[RECORDS FOR THIS TASK — start]

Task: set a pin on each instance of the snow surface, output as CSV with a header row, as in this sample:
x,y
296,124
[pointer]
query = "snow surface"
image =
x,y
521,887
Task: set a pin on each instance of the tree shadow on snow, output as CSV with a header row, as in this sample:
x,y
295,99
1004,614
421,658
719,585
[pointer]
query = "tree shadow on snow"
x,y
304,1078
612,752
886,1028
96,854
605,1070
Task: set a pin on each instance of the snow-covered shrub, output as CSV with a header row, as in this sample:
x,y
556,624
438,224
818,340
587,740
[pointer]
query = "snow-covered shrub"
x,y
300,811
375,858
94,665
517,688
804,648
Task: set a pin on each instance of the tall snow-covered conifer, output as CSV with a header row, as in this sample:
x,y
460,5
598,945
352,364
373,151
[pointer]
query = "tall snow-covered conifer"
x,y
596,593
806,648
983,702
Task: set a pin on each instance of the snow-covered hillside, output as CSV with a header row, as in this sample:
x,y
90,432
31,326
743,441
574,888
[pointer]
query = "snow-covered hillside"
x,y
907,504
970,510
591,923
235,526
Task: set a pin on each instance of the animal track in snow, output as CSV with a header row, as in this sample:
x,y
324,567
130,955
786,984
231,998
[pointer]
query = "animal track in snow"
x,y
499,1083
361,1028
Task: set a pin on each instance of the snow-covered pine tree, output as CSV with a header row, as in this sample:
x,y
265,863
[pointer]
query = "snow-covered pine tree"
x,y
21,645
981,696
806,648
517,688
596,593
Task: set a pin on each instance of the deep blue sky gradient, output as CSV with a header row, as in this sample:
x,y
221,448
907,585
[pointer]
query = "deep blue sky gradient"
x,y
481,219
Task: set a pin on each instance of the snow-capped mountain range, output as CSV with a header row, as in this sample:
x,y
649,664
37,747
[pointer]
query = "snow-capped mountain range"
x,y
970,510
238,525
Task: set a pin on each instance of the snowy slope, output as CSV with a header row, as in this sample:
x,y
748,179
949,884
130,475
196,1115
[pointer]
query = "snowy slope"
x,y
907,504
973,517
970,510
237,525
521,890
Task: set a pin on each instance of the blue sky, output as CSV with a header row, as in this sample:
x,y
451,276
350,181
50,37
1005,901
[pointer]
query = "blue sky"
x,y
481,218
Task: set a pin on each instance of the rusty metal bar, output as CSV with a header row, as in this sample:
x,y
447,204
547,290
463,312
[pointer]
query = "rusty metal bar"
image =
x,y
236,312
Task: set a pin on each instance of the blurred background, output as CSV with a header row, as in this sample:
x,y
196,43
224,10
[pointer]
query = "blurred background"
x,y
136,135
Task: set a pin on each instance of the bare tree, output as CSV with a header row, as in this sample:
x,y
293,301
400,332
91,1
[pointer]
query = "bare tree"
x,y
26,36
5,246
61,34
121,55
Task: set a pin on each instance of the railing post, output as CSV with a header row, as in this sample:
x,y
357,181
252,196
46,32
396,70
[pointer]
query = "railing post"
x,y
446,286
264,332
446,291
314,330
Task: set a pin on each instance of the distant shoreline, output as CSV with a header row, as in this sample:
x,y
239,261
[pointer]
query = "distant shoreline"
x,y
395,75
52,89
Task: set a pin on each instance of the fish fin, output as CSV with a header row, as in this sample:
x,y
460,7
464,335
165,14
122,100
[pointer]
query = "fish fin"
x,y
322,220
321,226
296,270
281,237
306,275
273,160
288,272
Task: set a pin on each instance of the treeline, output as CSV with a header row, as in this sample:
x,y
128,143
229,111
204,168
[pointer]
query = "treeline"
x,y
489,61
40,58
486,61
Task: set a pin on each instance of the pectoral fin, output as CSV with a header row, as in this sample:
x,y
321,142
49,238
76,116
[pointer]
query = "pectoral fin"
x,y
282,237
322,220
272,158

[RECORDS FOR THIS TASK — finish]

For every line of the listing above that contains "metal", add one, and report the final tally with no other words.

2